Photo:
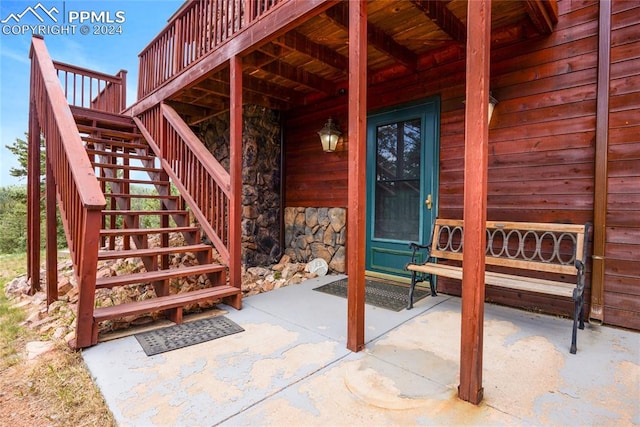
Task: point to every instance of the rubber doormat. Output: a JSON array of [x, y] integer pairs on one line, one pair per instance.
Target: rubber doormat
[[186, 334], [379, 294]]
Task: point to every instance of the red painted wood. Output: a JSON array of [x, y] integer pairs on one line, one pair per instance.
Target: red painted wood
[[80, 197], [273, 22], [475, 199], [33, 194], [51, 237], [356, 207], [235, 167]]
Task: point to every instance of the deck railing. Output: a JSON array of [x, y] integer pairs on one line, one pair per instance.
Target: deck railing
[[92, 89], [197, 28], [80, 199], [202, 181]]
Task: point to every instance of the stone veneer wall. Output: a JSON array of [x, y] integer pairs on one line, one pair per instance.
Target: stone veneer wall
[[261, 171], [316, 233]]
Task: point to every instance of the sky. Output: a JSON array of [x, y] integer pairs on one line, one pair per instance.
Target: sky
[[138, 22]]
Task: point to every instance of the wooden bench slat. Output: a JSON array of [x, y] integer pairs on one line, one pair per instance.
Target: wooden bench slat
[[522, 283], [513, 244]]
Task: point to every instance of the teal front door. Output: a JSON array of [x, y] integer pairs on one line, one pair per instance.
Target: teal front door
[[402, 172]]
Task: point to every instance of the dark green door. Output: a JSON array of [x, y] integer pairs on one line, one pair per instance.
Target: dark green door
[[402, 172]]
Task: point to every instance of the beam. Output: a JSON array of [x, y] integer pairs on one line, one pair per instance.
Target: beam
[[295, 74], [543, 14], [300, 43], [596, 312], [437, 11], [356, 207], [475, 199], [377, 38]]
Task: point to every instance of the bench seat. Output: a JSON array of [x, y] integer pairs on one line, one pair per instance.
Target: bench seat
[[520, 283], [557, 250]]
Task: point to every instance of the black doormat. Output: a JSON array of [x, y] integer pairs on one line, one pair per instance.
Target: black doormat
[[379, 294], [186, 334]]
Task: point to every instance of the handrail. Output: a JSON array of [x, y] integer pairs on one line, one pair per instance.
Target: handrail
[[202, 181], [93, 89], [196, 29], [80, 199]]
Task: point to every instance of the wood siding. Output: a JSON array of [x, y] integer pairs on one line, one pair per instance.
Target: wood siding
[[542, 138]]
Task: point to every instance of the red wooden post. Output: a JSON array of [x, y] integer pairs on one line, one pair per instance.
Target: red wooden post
[[123, 90], [33, 196], [235, 169], [52, 237], [87, 269], [596, 314], [475, 199], [357, 176]]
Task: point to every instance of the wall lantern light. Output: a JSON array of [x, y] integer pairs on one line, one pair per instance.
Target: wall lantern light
[[329, 136]]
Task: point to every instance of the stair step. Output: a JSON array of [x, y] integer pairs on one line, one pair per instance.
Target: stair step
[[127, 167], [128, 144], [139, 213], [142, 231], [138, 253], [163, 303], [154, 276], [107, 132], [118, 180], [105, 118], [141, 196], [120, 154]]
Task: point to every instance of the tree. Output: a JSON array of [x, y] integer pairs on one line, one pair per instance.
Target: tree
[[20, 149], [13, 203]]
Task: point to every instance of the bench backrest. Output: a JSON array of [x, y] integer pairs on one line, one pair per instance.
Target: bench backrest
[[545, 247]]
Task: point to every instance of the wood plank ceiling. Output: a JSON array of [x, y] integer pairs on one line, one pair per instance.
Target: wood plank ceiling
[[310, 63]]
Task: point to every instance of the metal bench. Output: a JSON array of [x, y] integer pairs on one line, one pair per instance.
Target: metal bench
[[520, 249]]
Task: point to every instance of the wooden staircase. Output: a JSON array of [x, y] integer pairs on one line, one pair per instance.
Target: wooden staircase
[[124, 162]]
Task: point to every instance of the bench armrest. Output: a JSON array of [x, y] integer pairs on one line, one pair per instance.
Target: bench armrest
[[579, 290], [415, 248]]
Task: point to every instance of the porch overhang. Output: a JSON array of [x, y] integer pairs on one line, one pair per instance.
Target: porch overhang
[[295, 54]]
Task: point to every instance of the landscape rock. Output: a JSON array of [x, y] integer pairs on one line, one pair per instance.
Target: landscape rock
[[38, 348]]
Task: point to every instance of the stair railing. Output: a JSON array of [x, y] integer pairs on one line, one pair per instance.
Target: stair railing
[[71, 174], [195, 30], [92, 89], [202, 181]]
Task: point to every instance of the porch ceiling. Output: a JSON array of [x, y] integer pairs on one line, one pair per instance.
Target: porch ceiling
[[309, 63]]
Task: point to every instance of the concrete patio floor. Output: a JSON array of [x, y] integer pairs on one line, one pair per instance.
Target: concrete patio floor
[[291, 367]]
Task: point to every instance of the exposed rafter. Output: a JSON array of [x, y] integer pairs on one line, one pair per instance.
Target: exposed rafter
[[437, 11], [296, 41], [376, 37], [289, 72], [543, 14]]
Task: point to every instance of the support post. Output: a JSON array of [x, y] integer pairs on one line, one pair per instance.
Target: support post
[[475, 199], [356, 207], [235, 172], [596, 313], [33, 198], [52, 236]]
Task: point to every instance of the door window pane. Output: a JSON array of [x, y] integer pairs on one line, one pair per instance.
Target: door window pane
[[397, 190]]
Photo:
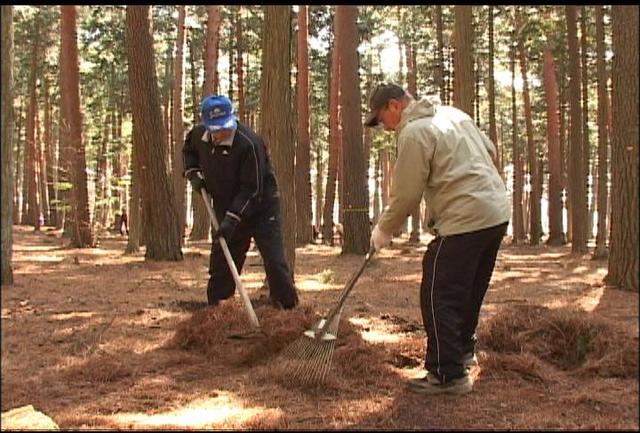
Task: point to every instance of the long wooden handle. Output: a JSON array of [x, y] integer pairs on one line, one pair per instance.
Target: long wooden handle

++++++++

Without any pictures, transcribe the listing above exactly as written.

Answer box:
Photo:
Task: point to every instance of the rubber doormat. Output: a JSON array of [x, y] integer pairs on one line, one pair per instance.
Target: rubber doormat
[[186, 334], [379, 294]]
Task: point to every instance of the red painted wood. Output: a JSON array of [x, y] integer pairs on one line, one pair per instance.
Target: red painted wood
[[80, 197], [273, 22], [475, 199], [33, 194], [51, 237], [356, 207], [235, 167]]
Task: point to every instance of the deck railing. Output: a JSON array of [x, y] integer pairs on one line, one pair per instance.
Target: deck railing
[[92, 89], [197, 28], [80, 199], [202, 181]]
Task: point to every instance of the stone veneer wall. Output: a JSON array of [x, y] integer pairs on one line, one pair per instance.
Target: stone veneer wall
[[261, 171], [316, 233]]
Task: point to every instance of the sky. Output: a JSON array of [x, y] integer pairs on one line, one pair per instance.
Target: sky
[[138, 22]]
Task: point to every instance of the wooden bench slat. Output: a JSON array of [x, y] integer pairs on one line, one pair per instance.
Target: wooden bench slat
[[522, 283], [513, 244]]
Task: point to every instance of the teal front door. Output: a JSON array of [x, y] integer pairs on one line, one pair per instance.
Target: teal front door
[[402, 172]]
Task: point to every instance of the dark green door. Output: a JSON array of [x, y] integer pairs on one line, one pair per instance.
Target: dark green door
[[402, 172]]
Task: point to every instance of the beam. Output: a JSON array of [x, y] integer pairs on one line, one pair per instance.
Target: beam
[[295, 74], [543, 14], [300, 43], [596, 312], [437, 11], [356, 207], [475, 199], [377, 38]]
Task: point to every instance of the bench seat. Output: a JSON array of [x, y] integer pairs on one line, one pair per instance.
Target: bench seat
[[520, 283], [557, 250]]
Task: point to every instance of the black doormat. Output: a JSON array of [x, y] integer pairs on one line, one pair per instance.
Target: black doormat
[[379, 294], [186, 334]]
Task: point to every instance of the handrail. Output: a JSON array of [x, y] integer pairs on one line, one pair per instance.
Target: handrail
[[202, 181], [93, 89], [196, 29], [80, 199]]
Task: point to every instance of the wood siding. Output: a JSON array of [x, y] integer pairs on one line, one pair per instance.
Target: wood siding
[[542, 138]]
Task: point to every instance of the red wooden post. Output: a JSON array of [x, y] integer pairs on one line, one pair per instance.
Target: red wooden post
[[123, 90], [33, 196], [235, 169], [52, 237], [87, 269], [596, 314], [475, 199], [357, 176]]
Task: point to every instance of the wall lantern light. Output: a JSON array of [x, y] integer pairs on one line, one pair per instance.
Target: wall lantern light
[[329, 136]]
Task: point to every instance of the stair step. Output: a JSON array of [x, y] integer pairs on one line, one pair per instance.
Target: stair step
[[127, 167], [128, 144], [139, 213], [142, 231], [138, 253], [163, 303], [154, 276], [107, 132], [118, 180], [105, 118], [141, 196], [120, 154]]
Task: point to every instance of the tree. Output: a JSON array of [x, y] integer pairs on one line, one pair per instance.
Target: tree
[[20, 149], [13, 203]]
Task: point to every instance of the bench backrest. Output: a JSON array of [x, y] integer pairs on one line, one pair per instance.
Target: bench backrest
[[545, 247]]
Task: point to every instance of the wood plank ceiling. Output: a JSON array of [x, y] integer pairs on one line, one pair per instance.
Target: wood plank ceiling
[[310, 63]]
Task: point to every instance of the metal bench. Output: a JSON array of [x, y] integer pairs on one line, one pair per instance.
Target: metal bench
[[520, 249]]
Task: point to every instance of the wooden staircase. Output: a JSON array of [x, y] integer pairs on one line, one pair per instance.
Target: wooden staircase
[[124, 162]]
Task: point to every instance of the bench armrest. Output: a JSON array of [x, y] integer pairs on one line, one pair per instance.
Target: bench armrest
[[579, 290], [415, 248]]
Task: point to every instance of the porch overhang. Output: a JSON array of [x, y] integer pairs on one line, one pair per instance.
Target: porch overhang
[[295, 54]]
Task: point to every instance of the landscape rock. Output: a JSON array of [x, y] integer pairs on one line, one pair per instance.
Target: landscape rock
[[38, 348]]
Task: point to every instance of the stair railing. Output: a JSON array of [x, y] integer pairs on one line, one pair per instance.
Target: stair railing
[[71, 174], [195, 30], [92, 89], [202, 181]]
Task: point to every instance of the porch ceiling. Output: a JSON array of [x, y] integer pairs on one line, one pair per instance.
Target: porch ceiling
[[309, 63]]
Task: point to every instance of the concrete patio floor. Output: a JSON array of [x, y] integer pairs on one line, one pair per instance.
Target: concrete patio floor
[[291, 367]]
Task: point to every instance of the exposed rafter. Output: a JSON array of [x, y] integer pairs on one line, one pair per instance.
Target: exposed rafter
[[437, 11], [296, 41], [376, 37], [289, 72], [543, 14]]
Task: point to every instance of the support post. Output: a JSON array of [x, y] integer pairs on one line, one pair per instance.
Target: support post
[[475, 199], [356, 207], [235, 172], [596, 313], [33, 198], [52, 236]]
Task: point to every instance of the door window pane. Output: a JSON array of [x, y] integer pairs on one line, one pair per instance.
Target: door window pane
[[397, 190]]
Photo:
Task: point to every instance of the long wooden handle. Output: a JSON array of [x, y] integer pairs on one line, one pair per instance.
Target: long wooden handle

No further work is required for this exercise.